## Exercise directions
Extract the text of every row below verbatim, and leave the pictures out of your answer.

## Material provided
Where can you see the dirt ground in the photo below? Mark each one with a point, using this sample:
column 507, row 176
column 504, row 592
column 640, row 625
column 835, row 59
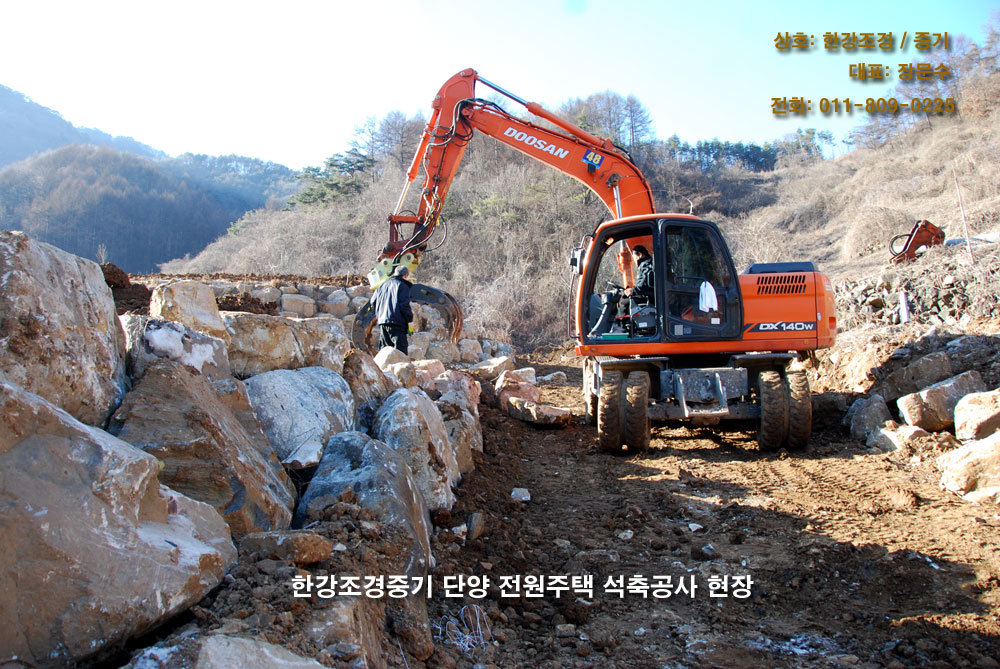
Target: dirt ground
column 855, row 559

## Output below
Where can you see the dirt ground in the photo below? Mark each one with a point, using this sample:
column 507, row 176
column 504, row 592
column 640, row 625
column 835, row 59
Target: dirt ground
column 855, row 559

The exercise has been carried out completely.